(DOCUMENT PASSAGE)

NVIDIA is once again reviving an old name in its graphics chip lineup, but this time it's for thoroughly modern technology. As AnandTechreports, the company has introduced an GeForce RTX 2050 laptop GPU that may sound like recycled low-end hardware, but is based on the same Ampere design found in the RTX 3050 series. The naming scheme is confusing, to put it mildly, but that does give you up-to-date ray tracing in a potentially more affordable package.
You'll have to settle for a 64-bit memory bus instead of the 3050's 128-bit pipe, and the boost clock stops at 1,477MHz versus 1,740MHz. However, you'll still get the same 2,048 CUDA cores and 4GB of GDDR6 memory, while peak power consumption drops to a much more reasonable 45W compared to the 80W of higher-end chips. This is partly meant for 'in-between' laptops that don't have the chassis space or batteries for RTX 30 GPUs.
The company has also revealed two entry-level chips, the MX550 and MX570, although it's shy on details beyond promises of more CUDA cores, faster memory and greater power efficiency than the MX450 they replace. The MX550 is based on the older Turing architecture, while the MX570 uses Ampere. Like with past MX chips, these are meant for thin-and-light portables where integrated graphics might not be good enough.
There's another issue beyond the branding: the release window. NVIDIA doesn't expect the RTX 2050 or new MX parts to reach shipping laptops until spring 2022. That's an usually long lead time, and suggests NVIDIA is announcing the GPUs now to clear the slate for CES in January. Whatever the reasoning, you'll have to be patient if you want a laptop with modern NVIDIA graphics but find RTX 3050-equipped systems beyond your reach.

(End DOCUMENT PASSAGE)
(LISTED ENTRIES)

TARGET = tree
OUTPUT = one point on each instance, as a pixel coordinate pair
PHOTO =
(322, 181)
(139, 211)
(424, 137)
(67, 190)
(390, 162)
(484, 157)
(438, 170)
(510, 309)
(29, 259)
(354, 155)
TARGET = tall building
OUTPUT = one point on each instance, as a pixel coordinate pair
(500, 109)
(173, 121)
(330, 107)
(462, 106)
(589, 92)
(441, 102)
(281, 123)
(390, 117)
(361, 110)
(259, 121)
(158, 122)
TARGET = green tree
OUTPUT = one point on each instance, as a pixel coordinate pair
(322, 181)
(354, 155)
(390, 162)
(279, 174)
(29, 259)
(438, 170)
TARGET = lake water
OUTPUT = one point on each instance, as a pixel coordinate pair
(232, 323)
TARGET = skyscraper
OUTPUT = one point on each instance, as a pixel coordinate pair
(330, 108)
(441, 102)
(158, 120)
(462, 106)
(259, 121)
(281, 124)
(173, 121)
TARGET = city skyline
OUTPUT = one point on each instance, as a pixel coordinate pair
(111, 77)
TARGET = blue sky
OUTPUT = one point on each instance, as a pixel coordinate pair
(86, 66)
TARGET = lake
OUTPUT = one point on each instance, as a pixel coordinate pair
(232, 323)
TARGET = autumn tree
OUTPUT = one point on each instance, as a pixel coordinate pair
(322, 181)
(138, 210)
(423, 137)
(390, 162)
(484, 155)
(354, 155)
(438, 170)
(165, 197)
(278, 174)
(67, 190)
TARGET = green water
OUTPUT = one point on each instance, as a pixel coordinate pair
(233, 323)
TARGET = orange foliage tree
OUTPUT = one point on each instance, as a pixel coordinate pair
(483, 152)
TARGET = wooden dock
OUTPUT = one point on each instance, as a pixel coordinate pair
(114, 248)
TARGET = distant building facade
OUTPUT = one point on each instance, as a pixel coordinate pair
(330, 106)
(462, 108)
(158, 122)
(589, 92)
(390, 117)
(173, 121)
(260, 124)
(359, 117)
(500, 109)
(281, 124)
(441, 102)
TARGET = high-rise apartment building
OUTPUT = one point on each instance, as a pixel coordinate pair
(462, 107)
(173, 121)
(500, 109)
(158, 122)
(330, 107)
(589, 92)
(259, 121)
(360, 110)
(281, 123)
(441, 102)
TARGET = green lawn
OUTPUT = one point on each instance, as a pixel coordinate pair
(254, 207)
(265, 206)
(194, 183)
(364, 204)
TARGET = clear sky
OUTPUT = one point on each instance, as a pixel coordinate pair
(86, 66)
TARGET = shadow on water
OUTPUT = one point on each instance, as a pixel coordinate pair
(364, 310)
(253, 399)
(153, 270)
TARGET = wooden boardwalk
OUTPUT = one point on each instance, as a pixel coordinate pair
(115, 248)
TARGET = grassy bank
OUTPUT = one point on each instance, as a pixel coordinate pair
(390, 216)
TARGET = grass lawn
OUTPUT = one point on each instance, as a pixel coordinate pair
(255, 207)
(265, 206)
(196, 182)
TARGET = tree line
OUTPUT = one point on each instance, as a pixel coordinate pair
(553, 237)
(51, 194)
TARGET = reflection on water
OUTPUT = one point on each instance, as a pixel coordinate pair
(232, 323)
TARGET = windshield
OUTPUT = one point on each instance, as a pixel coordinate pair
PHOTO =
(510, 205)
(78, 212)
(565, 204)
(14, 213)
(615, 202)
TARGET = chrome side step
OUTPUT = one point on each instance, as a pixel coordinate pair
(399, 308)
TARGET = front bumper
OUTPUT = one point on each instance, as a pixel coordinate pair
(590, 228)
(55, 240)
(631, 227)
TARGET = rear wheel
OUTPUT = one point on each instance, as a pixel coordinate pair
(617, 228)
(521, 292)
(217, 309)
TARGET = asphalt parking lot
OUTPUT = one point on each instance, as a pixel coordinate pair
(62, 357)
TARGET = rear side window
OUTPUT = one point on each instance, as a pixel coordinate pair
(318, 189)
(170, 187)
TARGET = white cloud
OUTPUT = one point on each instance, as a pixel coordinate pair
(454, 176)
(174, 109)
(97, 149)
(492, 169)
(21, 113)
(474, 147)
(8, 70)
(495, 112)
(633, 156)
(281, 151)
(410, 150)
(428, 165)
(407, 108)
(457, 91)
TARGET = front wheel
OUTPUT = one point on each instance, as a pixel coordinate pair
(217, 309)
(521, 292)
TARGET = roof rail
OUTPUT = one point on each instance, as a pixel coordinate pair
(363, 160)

(End LISTED ENTRIES)

** CHECK YOUR UNDERSTANDING **
• a. Rewrite the portion of the article on NVIDIA's new laptop GPUs starting with "You'll have to settle" and going on through "be good enough.", replacing "CUDA cores" with "shader cores".
• b. According to the article on NVIDIA's new laptop GPUs, what is the peak power consumption of the GeForce RTX 2050?
None of the items above are needed.

** ANSWERS FOR THIS EXERCISE **
• a.
You'll have to settle for a 64-bit memory bus instead of the 3050's 128-bit pipe, and the boost clock stops at 1,477MHz versus 1,740MHz. However, you'll still get the same 2,048 shader cores and 4GB of GDDR6 memory, while peak power consumption drops to a much more reasonable 45W compared to the 80W of higher-end chips. This is partly meant for 'in-between' laptops that don't have the chassis space or batteries for RTX 30 GPUs.
The company has also revealed two entry-level chips, the MX550 and MX570, although it's shy on details beyond promises of more shader cores, faster memory and greater power efficiency than the MX450 they replace. The MX550 is based on the older Turing architecture, while the MX570 uses Ampere. Like with past MX chips, these are meant for thin-and-light portables where integrated graphics might not be good enough.

• b. 45W